Your objective:
Gather every line of the material below that contains the string "window", treating uppercase and lowercase as different, and copy each one out.

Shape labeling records
※ ※ ※

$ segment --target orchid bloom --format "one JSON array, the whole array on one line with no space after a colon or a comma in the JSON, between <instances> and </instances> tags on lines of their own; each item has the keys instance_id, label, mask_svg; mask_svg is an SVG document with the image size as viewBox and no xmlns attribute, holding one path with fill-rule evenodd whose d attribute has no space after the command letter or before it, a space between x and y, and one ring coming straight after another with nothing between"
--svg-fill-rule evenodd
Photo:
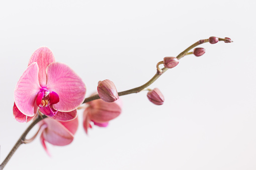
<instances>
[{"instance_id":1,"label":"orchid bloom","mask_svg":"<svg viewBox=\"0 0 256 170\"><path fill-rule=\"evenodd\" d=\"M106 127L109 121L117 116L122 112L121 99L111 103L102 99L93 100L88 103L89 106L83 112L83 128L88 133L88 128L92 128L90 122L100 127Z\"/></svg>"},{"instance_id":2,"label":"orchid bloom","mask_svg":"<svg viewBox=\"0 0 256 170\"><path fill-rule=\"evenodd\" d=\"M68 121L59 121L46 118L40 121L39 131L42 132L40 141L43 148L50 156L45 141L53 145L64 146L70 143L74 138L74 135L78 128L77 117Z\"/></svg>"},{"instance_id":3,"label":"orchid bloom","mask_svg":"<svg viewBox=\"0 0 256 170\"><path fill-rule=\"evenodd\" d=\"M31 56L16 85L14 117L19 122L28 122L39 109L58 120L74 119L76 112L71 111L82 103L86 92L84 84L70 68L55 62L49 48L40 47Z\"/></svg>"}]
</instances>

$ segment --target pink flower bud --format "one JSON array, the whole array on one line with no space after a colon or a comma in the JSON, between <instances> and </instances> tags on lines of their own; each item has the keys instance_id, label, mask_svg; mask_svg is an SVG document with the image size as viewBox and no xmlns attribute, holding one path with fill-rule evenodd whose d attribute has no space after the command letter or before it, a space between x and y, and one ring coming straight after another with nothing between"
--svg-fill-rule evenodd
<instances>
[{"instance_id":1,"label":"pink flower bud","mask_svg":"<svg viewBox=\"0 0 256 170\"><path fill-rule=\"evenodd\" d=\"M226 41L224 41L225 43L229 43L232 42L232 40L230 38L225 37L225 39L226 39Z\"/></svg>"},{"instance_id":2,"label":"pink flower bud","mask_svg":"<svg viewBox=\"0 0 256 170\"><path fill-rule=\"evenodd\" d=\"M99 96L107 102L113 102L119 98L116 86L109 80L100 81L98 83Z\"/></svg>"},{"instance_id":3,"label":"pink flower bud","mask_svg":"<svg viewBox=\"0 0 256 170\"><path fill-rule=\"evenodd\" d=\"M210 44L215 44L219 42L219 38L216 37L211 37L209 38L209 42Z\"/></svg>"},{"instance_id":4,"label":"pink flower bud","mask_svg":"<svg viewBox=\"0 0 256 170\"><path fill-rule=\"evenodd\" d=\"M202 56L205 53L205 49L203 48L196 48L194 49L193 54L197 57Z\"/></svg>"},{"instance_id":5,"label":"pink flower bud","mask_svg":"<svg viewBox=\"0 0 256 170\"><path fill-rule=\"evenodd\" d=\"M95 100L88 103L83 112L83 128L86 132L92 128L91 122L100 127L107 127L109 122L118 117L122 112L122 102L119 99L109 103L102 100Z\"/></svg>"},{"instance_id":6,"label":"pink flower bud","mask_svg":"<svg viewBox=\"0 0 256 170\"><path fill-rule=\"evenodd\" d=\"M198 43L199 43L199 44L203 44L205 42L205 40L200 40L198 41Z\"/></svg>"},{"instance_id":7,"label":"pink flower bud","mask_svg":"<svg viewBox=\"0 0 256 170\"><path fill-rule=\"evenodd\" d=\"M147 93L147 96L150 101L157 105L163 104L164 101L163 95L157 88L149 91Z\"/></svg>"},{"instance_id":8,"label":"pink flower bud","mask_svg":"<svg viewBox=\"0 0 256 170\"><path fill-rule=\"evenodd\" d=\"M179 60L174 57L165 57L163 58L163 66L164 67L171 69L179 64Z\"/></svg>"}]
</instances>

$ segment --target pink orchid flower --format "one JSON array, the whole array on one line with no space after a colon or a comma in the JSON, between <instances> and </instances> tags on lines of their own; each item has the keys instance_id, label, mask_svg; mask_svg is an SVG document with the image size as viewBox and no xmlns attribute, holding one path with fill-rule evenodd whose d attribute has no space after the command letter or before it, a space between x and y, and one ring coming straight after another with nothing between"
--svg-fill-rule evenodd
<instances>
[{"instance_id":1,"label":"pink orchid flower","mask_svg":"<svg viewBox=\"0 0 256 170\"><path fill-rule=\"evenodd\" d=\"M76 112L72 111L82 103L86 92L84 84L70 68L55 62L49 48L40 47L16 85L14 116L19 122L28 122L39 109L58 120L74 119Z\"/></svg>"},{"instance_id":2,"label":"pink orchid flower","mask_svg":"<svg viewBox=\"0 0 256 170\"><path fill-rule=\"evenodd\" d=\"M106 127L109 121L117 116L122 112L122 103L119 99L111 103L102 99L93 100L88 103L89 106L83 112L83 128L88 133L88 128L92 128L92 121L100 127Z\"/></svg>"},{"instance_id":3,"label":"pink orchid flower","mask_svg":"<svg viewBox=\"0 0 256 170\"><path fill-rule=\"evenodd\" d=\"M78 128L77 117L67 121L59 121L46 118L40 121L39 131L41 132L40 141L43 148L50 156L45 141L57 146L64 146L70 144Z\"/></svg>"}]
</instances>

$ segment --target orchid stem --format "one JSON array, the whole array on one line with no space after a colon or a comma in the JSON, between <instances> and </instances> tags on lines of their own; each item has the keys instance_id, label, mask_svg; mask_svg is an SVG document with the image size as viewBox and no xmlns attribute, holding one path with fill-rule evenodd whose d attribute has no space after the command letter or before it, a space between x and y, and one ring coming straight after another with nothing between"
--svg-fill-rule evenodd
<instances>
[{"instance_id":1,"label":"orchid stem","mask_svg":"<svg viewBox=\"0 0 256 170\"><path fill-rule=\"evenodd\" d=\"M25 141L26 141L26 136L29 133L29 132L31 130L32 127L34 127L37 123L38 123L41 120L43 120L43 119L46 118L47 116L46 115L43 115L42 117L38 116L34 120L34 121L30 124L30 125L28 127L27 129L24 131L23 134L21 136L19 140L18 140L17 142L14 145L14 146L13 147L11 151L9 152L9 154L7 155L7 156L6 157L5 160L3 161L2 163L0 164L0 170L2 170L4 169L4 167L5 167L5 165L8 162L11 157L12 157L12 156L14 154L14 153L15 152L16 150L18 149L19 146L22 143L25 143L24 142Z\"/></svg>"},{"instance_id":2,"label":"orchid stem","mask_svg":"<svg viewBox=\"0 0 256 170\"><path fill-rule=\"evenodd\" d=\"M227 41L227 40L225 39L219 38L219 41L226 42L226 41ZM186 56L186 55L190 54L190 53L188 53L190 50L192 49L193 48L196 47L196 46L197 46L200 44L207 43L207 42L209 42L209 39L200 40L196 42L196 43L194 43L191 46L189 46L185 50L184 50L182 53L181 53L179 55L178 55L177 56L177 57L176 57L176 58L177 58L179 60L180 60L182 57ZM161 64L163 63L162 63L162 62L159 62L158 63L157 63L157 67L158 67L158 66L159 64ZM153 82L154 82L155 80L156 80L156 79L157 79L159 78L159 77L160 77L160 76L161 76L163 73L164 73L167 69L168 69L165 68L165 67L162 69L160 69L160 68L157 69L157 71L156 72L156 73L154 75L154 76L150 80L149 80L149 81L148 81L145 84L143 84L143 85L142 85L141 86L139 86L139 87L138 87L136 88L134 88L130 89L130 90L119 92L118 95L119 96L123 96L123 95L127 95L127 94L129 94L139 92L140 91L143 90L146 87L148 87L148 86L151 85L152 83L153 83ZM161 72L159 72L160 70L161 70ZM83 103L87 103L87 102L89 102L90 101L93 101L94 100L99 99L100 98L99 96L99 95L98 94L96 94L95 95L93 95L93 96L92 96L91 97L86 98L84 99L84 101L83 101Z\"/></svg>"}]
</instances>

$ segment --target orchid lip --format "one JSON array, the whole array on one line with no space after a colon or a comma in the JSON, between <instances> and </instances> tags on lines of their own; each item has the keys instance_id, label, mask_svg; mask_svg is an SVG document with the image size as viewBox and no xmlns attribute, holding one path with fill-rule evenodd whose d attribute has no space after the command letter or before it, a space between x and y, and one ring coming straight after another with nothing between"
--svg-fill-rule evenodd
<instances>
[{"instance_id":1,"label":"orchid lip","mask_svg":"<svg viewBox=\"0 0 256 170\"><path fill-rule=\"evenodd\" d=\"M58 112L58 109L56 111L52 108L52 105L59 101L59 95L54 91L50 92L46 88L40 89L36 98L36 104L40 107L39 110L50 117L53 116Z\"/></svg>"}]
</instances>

※ ※ ※

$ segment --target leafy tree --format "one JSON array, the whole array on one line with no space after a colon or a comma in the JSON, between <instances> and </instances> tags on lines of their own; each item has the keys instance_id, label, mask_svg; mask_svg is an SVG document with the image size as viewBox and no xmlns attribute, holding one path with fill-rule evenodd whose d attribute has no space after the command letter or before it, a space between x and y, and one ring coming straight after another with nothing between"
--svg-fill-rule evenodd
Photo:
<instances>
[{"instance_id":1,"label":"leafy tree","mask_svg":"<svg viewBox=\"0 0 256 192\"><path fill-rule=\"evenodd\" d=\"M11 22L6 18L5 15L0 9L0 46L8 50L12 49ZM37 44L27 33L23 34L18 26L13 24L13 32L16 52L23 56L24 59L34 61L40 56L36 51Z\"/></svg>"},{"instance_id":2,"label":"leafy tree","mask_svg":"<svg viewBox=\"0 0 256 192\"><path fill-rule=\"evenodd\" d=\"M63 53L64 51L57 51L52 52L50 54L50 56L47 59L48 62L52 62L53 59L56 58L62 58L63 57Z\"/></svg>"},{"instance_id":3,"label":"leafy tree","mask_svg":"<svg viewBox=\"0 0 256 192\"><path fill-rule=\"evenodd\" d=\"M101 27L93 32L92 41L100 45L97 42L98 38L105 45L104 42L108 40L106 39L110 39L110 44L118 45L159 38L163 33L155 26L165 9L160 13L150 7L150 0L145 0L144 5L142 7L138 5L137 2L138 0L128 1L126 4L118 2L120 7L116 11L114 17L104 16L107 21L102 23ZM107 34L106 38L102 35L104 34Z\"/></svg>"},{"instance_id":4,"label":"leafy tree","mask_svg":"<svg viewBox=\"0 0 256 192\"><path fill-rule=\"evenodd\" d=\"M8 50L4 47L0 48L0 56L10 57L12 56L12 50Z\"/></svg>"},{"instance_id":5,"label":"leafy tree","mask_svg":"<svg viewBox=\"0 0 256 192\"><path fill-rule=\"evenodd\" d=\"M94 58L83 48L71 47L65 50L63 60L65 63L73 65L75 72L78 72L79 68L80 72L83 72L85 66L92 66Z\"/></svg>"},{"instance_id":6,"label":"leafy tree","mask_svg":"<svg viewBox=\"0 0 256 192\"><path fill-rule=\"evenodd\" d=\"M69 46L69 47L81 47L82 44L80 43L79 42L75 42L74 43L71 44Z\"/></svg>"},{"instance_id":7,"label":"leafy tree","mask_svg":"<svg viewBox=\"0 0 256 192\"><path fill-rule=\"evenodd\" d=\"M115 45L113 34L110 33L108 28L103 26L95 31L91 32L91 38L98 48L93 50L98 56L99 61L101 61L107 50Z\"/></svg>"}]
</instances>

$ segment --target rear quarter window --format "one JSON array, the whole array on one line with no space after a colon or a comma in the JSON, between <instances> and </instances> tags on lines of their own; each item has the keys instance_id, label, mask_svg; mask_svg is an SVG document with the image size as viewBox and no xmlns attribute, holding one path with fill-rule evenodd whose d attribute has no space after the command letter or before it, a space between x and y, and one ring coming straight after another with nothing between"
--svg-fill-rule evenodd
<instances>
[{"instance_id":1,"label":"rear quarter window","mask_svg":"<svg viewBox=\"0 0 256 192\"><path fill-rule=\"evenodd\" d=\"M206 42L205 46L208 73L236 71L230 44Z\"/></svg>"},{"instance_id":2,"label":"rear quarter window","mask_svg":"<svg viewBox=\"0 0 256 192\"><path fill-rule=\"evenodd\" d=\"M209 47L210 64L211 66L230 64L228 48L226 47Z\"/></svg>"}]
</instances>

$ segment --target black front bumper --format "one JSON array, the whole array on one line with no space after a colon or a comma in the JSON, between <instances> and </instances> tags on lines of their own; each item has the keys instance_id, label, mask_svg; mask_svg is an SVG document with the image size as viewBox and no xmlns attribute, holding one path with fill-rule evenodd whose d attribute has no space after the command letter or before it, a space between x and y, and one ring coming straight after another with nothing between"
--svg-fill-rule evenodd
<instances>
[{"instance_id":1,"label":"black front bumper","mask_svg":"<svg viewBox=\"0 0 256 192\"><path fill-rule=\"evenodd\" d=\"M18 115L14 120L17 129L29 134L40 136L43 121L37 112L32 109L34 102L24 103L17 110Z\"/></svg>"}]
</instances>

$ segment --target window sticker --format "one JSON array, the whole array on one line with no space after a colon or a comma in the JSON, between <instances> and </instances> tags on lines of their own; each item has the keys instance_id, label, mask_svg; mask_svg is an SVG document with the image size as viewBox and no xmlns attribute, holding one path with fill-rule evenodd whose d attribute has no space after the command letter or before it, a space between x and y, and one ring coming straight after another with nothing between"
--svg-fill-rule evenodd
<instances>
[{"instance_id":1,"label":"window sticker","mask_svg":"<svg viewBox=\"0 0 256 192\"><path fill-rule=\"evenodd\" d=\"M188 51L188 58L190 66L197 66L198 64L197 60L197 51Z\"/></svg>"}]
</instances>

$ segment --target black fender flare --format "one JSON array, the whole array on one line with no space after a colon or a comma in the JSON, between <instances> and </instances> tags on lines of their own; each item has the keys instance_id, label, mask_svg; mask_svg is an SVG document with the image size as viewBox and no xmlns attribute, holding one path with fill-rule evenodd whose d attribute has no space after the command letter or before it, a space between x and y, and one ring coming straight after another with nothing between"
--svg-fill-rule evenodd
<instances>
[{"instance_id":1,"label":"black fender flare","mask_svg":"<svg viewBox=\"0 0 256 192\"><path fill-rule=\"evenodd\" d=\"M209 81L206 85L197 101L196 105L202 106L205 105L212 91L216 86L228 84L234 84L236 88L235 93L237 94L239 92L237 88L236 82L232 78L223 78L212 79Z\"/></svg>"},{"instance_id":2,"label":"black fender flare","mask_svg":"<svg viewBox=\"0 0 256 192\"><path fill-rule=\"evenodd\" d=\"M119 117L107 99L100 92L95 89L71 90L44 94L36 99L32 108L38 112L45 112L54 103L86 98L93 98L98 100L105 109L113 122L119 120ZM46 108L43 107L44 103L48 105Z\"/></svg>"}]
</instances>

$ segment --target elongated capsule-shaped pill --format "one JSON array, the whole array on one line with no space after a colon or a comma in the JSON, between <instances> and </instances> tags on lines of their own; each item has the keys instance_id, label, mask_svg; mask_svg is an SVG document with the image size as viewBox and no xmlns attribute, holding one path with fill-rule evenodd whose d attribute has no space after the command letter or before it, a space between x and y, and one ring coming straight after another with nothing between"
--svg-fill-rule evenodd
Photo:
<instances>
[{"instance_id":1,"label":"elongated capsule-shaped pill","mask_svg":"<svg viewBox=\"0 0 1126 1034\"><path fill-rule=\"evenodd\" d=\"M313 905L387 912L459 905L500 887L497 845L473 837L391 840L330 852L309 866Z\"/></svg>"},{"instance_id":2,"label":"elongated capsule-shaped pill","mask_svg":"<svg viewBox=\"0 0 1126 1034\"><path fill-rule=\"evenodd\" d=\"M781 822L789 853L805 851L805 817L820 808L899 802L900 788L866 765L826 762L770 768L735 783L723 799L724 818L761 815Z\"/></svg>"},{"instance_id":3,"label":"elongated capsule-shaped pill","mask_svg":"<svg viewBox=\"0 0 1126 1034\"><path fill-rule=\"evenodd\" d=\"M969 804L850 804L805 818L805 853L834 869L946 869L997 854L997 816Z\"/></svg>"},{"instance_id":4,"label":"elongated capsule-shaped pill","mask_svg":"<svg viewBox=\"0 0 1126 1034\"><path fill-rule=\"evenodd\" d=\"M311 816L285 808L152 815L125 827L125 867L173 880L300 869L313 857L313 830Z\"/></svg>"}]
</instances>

※ ※ ※

Right answer:
$ segment --target rear quarter window --format "one JSON array, the whole array on one line with no space after a colon or a comma in the JSON, between <instances> and </instances> tags on lines of their own; each item has the keys instance_id, label, mask_svg; mask_svg is an SVG document with the image size as viewBox and no xmlns attribute, holding one path with fill-rule evenodd whose d attribute has no space after the command letter or before it, a space between x and y, and one ring coming straight after another with nothing between"
[{"instance_id":1,"label":"rear quarter window","mask_svg":"<svg viewBox=\"0 0 256 192\"><path fill-rule=\"evenodd\" d=\"M206 42L205 46L208 73L236 71L230 44Z\"/></svg>"},{"instance_id":2,"label":"rear quarter window","mask_svg":"<svg viewBox=\"0 0 256 192\"><path fill-rule=\"evenodd\" d=\"M209 47L210 64L211 66L230 64L228 48L226 47Z\"/></svg>"}]
$ segment --target window sticker --format "one JSON array, the whole array on one line with no space after a colon or a comma in the JSON, between <instances> and </instances> tags on lines of their own; each item has the keys instance_id, label, mask_svg; mask_svg is an SVG document with the image size as viewBox and no xmlns attribute, holding one path with fill-rule evenodd whose d attribute has no space after the command letter or before it, a space between x and y, and one ring coming straight after another with nothing between"
[{"instance_id":1,"label":"window sticker","mask_svg":"<svg viewBox=\"0 0 256 192\"><path fill-rule=\"evenodd\" d=\"M188 51L188 58L190 66L197 66L198 64L197 60L197 51Z\"/></svg>"}]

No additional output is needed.